RECORD EXTRACTS:
****

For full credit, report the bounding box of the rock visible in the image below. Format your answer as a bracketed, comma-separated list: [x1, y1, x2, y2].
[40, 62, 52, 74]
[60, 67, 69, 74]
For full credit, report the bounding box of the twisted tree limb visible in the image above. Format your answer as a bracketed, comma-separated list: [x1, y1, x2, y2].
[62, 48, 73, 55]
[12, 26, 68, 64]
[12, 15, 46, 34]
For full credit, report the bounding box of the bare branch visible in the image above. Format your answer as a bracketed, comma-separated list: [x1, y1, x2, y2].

****

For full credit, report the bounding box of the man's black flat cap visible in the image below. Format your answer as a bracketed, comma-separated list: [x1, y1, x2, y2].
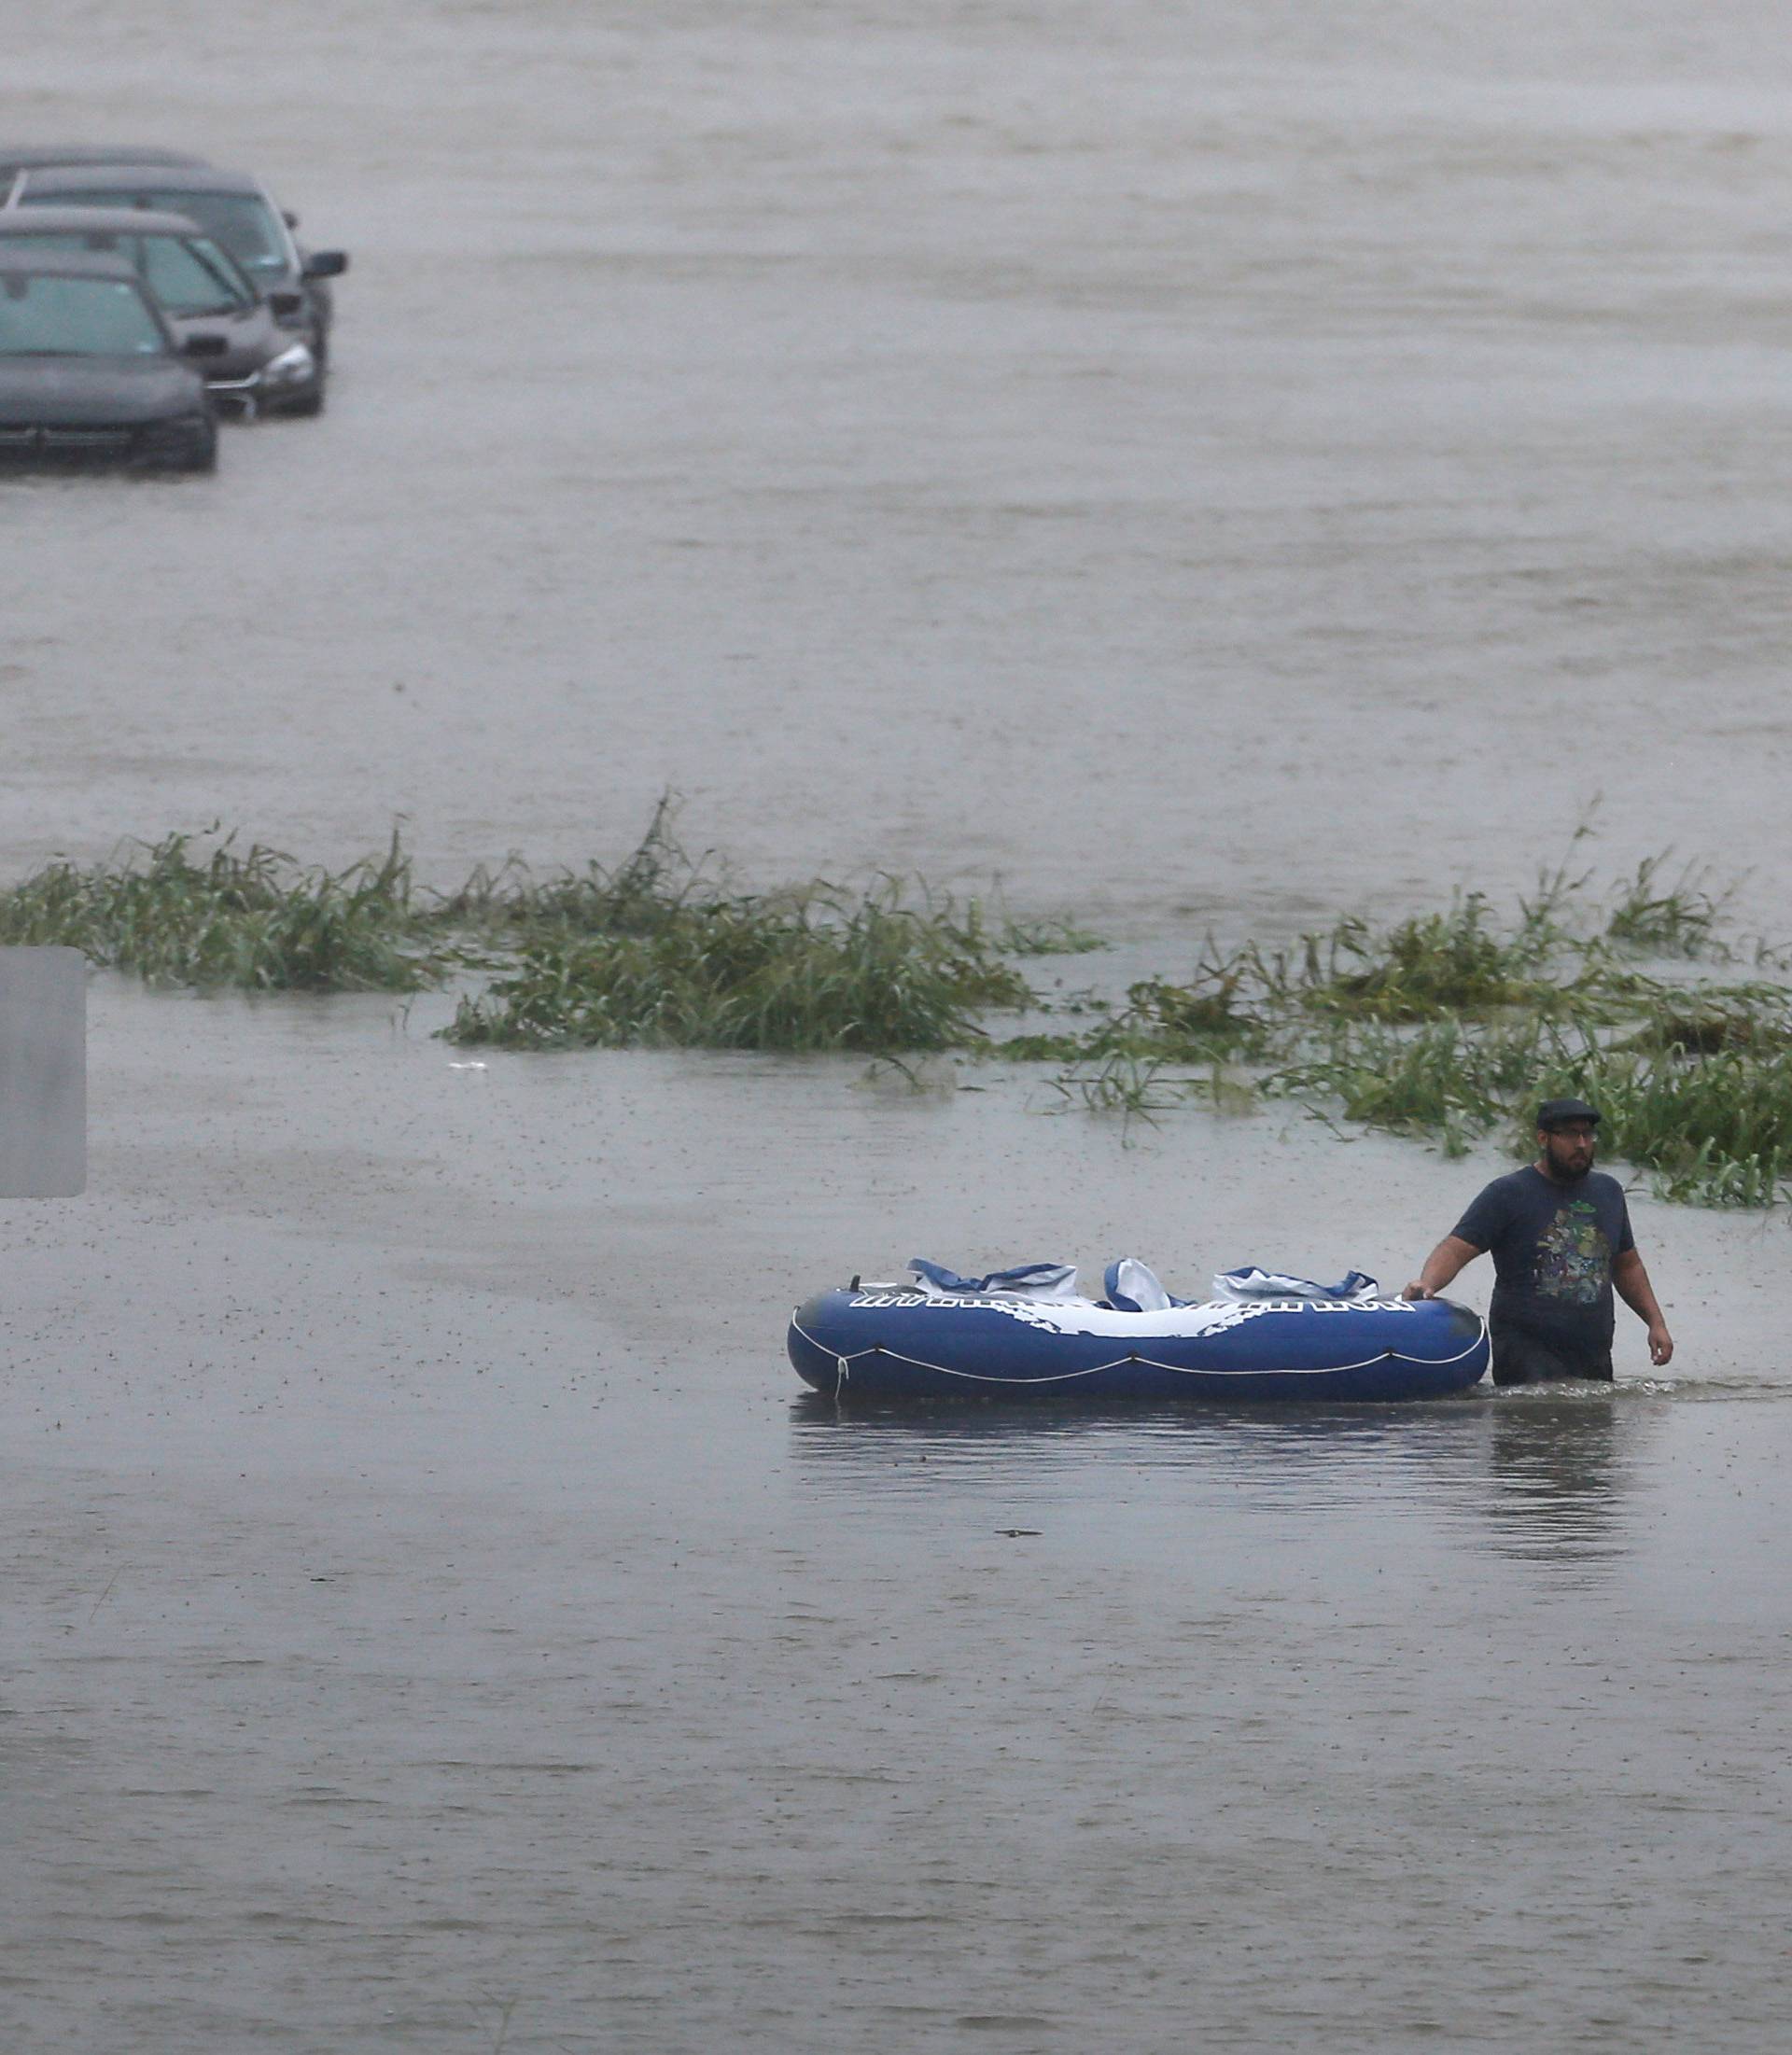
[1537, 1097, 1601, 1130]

****

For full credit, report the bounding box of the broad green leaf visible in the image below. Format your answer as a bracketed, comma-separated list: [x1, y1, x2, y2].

****

PROBLEM:
Return only the stretch of the material above from the line holding "For full credit, report the bounding box of the twisted" through the line holding "For full credit, report the bounding box of the bare", copied exactly.

SOLUTION:
For full credit, report the bounding box of the twisted tree limb visible in the image above. Format your answer as a bracketed, comma-separated list: [x1, y1, x2, y2].
[62, 48, 73, 55]
[12, 26, 68, 64]
[12, 15, 46, 34]
For full credit, report the bounding box of the bare branch visible in the image above. Format your answer as a bracketed, comma-separated list: [x1, y1, x2, y2].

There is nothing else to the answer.